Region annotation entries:
━━━━

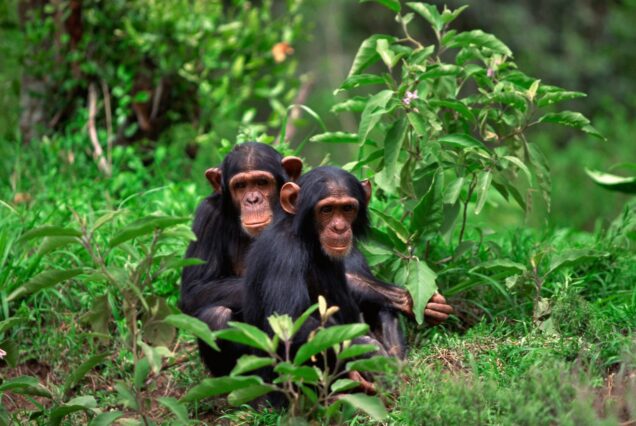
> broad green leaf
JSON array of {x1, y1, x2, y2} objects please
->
[
  {"x1": 358, "y1": 90, "x2": 393, "y2": 142},
  {"x1": 349, "y1": 34, "x2": 395, "y2": 76},
  {"x1": 294, "y1": 324, "x2": 369, "y2": 365},
  {"x1": 62, "y1": 353, "x2": 108, "y2": 394},
  {"x1": 7, "y1": 269, "x2": 82, "y2": 302},
  {"x1": 180, "y1": 376, "x2": 263, "y2": 402},
  {"x1": 404, "y1": 258, "x2": 437, "y2": 324},
  {"x1": 360, "y1": 0, "x2": 401, "y2": 13},
  {"x1": 437, "y1": 133, "x2": 488, "y2": 151},
  {"x1": 347, "y1": 355, "x2": 395, "y2": 373},
  {"x1": 375, "y1": 38, "x2": 398, "y2": 70},
  {"x1": 163, "y1": 314, "x2": 219, "y2": 351},
  {"x1": 538, "y1": 111, "x2": 605, "y2": 140},
  {"x1": 448, "y1": 30, "x2": 512, "y2": 57},
  {"x1": 413, "y1": 168, "x2": 444, "y2": 238},
  {"x1": 227, "y1": 384, "x2": 275, "y2": 407},
  {"x1": 545, "y1": 249, "x2": 609, "y2": 277},
  {"x1": 585, "y1": 169, "x2": 636, "y2": 194},
  {"x1": 331, "y1": 379, "x2": 360, "y2": 393},
  {"x1": 340, "y1": 393, "x2": 389, "y2": 422},
  {"x1": 157, "y1": 396, "x2": 190, "y2": 424},
  {"x1": 230, "y1": 355, "x2": 275, "y2": 376},
  {"x1": 274, "y1": 362, "x2": 320, "y2": 384},
  {"x1": 309, "y1": 132, "x2": 358, "y2": 143},
  {"x1": 89, "y1": 411, "x2": 124, "y2": 426},
  {"x1": 475, "y1": 171, "x2": 492, "y2": 214},
  {"x1": 334, "y1": 74, "x2": 386, "y2": 91},
  {"x1": 109, "y1": 216, "x2": 190, "y2": 247},
  {"x1": 49, "y1": 396, "x2": 97, "y2": 426},
  {"x1": 406, "y1": 2, "x2": 444, "y2": 32},
  {"x1": 0, "y1": 376, "x2": 52, "y2": 398},
  {"x1": 331, "y1": 96, "x2": 367, "y2": 113},
  {"x1": 18, "y1": 225, "x2": 82, "y2": 243},
  {"x1": 38, "y1": 237, "x2": 80, "y2": 256},
  {"x1": 428, "y1": 99, "x2": 475, "y2": 122},
  {"x1": 337, "y1": 344, "x2": 378, "y2": 360},
  {"x1": 537, "y1": 91, "x2": 587, "y2": 107},
  {"x1": 216, "y1": 321, "x2": 276, "y2": 353}
]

━━━━

-- Exercise --
Count the lines in the records above that contain the word "objects". Reply with the number alone.

-- Answer to the problem --
1